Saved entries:

[Start of Attachment]

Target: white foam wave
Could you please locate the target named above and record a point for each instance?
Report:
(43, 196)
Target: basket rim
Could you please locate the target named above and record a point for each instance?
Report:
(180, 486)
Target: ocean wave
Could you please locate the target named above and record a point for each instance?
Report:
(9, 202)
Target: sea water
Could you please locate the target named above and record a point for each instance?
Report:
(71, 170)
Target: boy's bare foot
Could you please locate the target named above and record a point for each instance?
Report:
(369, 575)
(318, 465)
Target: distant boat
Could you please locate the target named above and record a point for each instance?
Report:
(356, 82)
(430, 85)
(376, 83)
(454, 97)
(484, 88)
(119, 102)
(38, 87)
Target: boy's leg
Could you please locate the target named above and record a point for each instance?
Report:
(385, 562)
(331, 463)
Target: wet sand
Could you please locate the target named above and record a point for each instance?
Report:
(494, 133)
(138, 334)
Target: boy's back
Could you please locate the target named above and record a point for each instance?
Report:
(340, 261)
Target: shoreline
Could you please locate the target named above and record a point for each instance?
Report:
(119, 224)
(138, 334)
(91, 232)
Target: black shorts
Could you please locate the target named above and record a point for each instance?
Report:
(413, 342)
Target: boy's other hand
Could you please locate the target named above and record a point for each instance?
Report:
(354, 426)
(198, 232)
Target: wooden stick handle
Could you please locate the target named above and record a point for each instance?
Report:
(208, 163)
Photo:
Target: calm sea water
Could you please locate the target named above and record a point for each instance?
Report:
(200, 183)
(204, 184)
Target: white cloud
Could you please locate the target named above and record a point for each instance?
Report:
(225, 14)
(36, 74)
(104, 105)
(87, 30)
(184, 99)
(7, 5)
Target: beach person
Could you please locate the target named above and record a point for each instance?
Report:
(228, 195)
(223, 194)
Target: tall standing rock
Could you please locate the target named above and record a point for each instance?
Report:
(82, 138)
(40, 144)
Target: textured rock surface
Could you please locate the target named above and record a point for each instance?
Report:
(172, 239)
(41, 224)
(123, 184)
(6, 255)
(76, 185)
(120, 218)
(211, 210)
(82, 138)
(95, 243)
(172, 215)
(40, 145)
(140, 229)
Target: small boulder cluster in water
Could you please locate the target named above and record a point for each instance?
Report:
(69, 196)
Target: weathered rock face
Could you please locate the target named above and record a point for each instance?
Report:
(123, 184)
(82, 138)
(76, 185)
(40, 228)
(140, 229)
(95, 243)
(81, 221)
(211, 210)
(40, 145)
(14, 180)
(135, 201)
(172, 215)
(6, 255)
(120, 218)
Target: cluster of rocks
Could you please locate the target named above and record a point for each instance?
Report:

[End of Attachment]

Work to be completed = Every entry above, from first to last, should be repeated exactly.

Answer space =
Target: white foam wave
Could you please locate the target named above and record a point for each instance?
Report:
(43, 196)
Target: basket rim
Could you please locate the target named above and record a point for each instance?
Report:
(180, 486)
Target: ocean wave
Could you please locate the target named above and record a point for each instance?
Report:
(9, 202)
Target: sea water
Could you please locate the target named above and record a point for each instance?
Report:
(71, 170)
Target: boy's bare foot
Could you please locate the target named above and record a point for each instance?
Report:
(369, 575)
(318, 465)
Target: distant boat
Could you please locate the target named above and record a point for each instance?
Report:
(356, 82)
(430, 85)
(376, 83)
(454, 97)
(484, 88)
(119, 102)
(38, 87)
Target: boy's leg
Could you please locate the target named above and record a point for each instance?
Report:
(385, 562)
(331, 463)
Target: wet sand
Could you please locate the target named above and record a point for each instance?
Report:
(494, 133)
(138, 334)
Target: boy's back
Could you please locate the target named above and record a point for each instance?
Report:
(340, 261)
Target: shoreline
Could you please locate the target named above and record a point for each instance?
Report:
(119, 224)
(138, 334)
(91, 232)
Target: black shorts
Could you please locate the target named above and record a point for each instance?
Report:
(413, 342)
Target: boy's other hand
Could you please locate the target named above and record a point for each instance?
Report:
(354, 426)
(198, 232)
Target: wooden stick handle
Could you please locate the target named above and record a point for each instance?
Report:
(208, 163)
Photo:
Target: calm sea water
Could you please locate the target named above and record a point for each instance?
Report:
(200, 183)
(204, 184)
Target: white cloud
Could you please locate the target named above and record a point for each instance?
Report:
(225, 14)
(36, 74)
(104, 105)
(87, 30)
(184, 99)
(7, 5)
Target: beach person
Could you please locate the target named above and record a point for each instance?
Report:
(228, 195)
(223, 194)
Target: tall standing rock
Could you please locate the target named above and record a point for each instance?
Report:
(82, 138)
(40, 144)
Target: textured rock surface
Could you please locate the target named above and record a point for each instance?
Report:
(172, 239)
(41, 224)
(123, 184)
(6, 255)
(76, 185)
(120, 218)
(211, 210)
(82, 138)
(95, 243)
(172, 215)
(40, 145)
(140, 229)
Target: small boulder cluster in water
Could you please locate the target named above and record a point for each instance?
Report:
(69, 196)
Target: weathered rock face
Could you please locate the target named above and record a point for each instance?
Report:
(123, 184)
(82, 138)
(76, 185)
(40, 228)
(140, 229)
(95, 243)
(81, 221)
(211, 210)
(40, 145)
(14, 180)
(135, 201)
(172, 215)
(6, 255)
(120, 218)
Target: cluster of rocks
Could you please locate the target named above and record a point for each instance?
Report:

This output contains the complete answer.